Task prompt: Reproduce the items below word for word, and leave the pictures out of your answer.

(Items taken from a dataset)
————
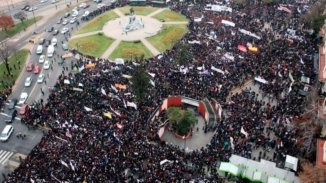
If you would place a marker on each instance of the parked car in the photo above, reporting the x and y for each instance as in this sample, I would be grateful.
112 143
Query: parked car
64 22
26 7
50 29
40 78
23 109
6 133
41 59
64 30
55 32
11 116
37 69
54 41
29 67
46 65
23 98
39 49
73 20
28 81
65 47
12 103
41 41
86 14
74 13
67 15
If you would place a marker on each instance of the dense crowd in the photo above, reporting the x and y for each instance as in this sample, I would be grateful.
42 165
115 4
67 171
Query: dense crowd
95 137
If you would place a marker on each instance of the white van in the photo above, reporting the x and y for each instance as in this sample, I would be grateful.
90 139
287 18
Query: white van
39 49
6 132
50 51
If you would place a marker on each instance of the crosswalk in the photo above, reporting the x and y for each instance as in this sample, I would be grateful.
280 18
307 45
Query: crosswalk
4 156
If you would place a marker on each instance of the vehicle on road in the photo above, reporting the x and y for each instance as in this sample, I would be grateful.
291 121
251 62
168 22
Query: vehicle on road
64 22
33 8
50 29
64 30
50 51
28 81
40 78
39 49
73 20
29 67
46 65
37 69
22 98
41 41
99 6
74 13
86 14
54 41
83 5
41 59
55 32
23 109
65 47
6 133
12 103
26 7
66 15
11 116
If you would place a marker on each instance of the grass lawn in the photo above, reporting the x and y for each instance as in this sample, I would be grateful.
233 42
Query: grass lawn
139 10
97 23
18 27
168 36
130 50
170 16
21 56
94 45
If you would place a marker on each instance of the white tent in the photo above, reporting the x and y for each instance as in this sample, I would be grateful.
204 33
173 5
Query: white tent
291 162
229 167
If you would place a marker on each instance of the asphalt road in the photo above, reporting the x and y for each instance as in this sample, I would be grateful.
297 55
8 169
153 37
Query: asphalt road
17 145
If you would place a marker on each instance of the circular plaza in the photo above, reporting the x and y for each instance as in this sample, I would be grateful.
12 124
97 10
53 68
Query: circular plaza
130 33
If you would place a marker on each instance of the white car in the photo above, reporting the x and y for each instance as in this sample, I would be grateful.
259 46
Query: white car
————
Task output:
If you would place a marker on each instance of the parked car in the photo above, reporting the x and y for each instance as in this sample, I would be grateful.
112 143
Query: parked car
64 22
26 7
50 29
40 78
23 109
6 133
41 59
64 30
55 32
11 116
37 69
54 41
29 67
46 65
23 98
39 49
73 20
28 81
65 47
12 103
41 41
86 14
74 13
67 15
If you would place a marker on each instance of the dense crowd in the photo above, reporting the x and y for each instance as in this sample, I would be grateful.
42 165
115 4
67 171
Query: dense crowd
95 137
If you would place a marker on each instance of the white van in the photo above, reporting the x and y for each instance as in this sample, I would be grateful.
90 139
287 18
Query: white van
39 49
6 132
50 51
If you would place a marker on each instance of the crosswalk in the photo above, reporting the x and y for each instance as in this sample, I would be grateful.
280 18
307 45
Query: crosswalk
4 156
If you would place a marker on each instance of the vehicle on road in the photo above, reporting the x and y for each instance as in this sample, I would be grateful.
291 121
251 62
168 22
Query: vehicle on road
64 22
33 8
50 29
64 30
50 51
28 81
40 78
39 49
73 20
29 67
46 65
37 69
22 98
41 41
99 6
74 13
86 14
54 41
83 5
41 59
55 32
23 109
65 47
6 133
12 103
26 7
66 15
11 116
If you would place a marker on each instance of the grass lawn in the photo above, reporting the x and y for each instance as in this sample, I would be grateful.
233 42
Query: grass lawn
139 10
97 23
18 27
168 36
130 50
170 16
21 56
94 45
If you would place a marker on each instance of the white tent in the photo above, reporting the x and y for each instance as in this sample, I would be grateful.
204 33
173 5
Query: white tent
291 162
229 167
If you would place a marker on each instance of the asphalt road in the photo above, reporting the x and y for each instance as in this sample, I would be grateful.
297 55
8 169
153 37
Query: asphalt road
17 145
If you would place a marker on each instance of the circular plaza in the photo above, reporting the x and y for each instance as in this sample, I would be grateful.
12 124
97 10
53 68
Query: circular plaza
130 33
If you would place a marker on each instance of the white car in the photo above, reporting the x and y for each instance as in this sample, I would be grateful.
259 46
Query: white car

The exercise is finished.